[Task] List every line in the data below that contains the word "TARGET", copying each such line in full.

[Data provided]

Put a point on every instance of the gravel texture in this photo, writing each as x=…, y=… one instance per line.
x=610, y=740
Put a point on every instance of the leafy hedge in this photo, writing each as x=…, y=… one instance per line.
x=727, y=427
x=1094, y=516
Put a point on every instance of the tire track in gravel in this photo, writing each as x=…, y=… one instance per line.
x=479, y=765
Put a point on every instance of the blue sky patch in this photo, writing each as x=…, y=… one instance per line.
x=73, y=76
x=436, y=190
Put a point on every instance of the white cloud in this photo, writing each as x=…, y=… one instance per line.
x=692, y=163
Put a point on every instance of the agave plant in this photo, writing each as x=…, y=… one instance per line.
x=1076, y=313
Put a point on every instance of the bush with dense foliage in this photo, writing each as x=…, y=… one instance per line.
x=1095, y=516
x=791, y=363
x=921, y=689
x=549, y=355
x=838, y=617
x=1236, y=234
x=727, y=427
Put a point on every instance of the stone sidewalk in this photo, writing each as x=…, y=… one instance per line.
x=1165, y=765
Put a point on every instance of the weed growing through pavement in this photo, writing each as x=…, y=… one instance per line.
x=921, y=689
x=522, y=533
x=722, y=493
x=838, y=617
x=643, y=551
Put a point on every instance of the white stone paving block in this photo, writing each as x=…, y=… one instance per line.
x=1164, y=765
--
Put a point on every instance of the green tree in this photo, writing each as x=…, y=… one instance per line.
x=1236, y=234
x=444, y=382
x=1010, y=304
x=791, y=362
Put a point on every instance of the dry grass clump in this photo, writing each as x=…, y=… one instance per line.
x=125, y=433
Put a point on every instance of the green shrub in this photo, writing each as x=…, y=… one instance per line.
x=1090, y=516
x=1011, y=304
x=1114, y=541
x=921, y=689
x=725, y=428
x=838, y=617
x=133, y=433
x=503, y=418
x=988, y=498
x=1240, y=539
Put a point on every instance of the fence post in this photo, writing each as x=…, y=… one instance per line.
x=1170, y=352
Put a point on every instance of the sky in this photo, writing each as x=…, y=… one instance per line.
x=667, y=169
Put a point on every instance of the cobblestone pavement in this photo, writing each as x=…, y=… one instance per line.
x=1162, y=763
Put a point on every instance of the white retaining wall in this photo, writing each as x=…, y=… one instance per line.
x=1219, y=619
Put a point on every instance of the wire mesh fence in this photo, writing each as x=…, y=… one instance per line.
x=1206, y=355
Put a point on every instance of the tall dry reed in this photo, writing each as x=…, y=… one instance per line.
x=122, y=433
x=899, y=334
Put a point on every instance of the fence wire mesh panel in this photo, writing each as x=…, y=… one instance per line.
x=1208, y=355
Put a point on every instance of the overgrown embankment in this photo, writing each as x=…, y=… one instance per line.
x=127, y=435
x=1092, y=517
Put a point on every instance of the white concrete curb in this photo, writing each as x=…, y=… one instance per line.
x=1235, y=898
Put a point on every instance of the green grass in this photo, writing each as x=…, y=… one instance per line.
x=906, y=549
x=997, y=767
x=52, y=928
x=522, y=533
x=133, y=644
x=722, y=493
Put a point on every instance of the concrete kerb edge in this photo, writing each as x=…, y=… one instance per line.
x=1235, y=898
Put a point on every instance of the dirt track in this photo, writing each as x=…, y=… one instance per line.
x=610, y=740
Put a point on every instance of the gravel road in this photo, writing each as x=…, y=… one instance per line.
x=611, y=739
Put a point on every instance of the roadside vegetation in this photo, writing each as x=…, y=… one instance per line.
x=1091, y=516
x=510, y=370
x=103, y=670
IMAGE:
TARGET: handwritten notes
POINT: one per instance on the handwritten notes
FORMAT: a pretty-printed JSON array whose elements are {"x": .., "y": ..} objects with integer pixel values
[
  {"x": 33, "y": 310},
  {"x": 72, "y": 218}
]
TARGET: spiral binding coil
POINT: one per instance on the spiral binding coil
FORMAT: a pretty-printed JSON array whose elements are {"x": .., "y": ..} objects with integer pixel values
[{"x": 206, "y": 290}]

[Answer to this task]
TARGET: handwritten notes
TARGET: spiral binding coil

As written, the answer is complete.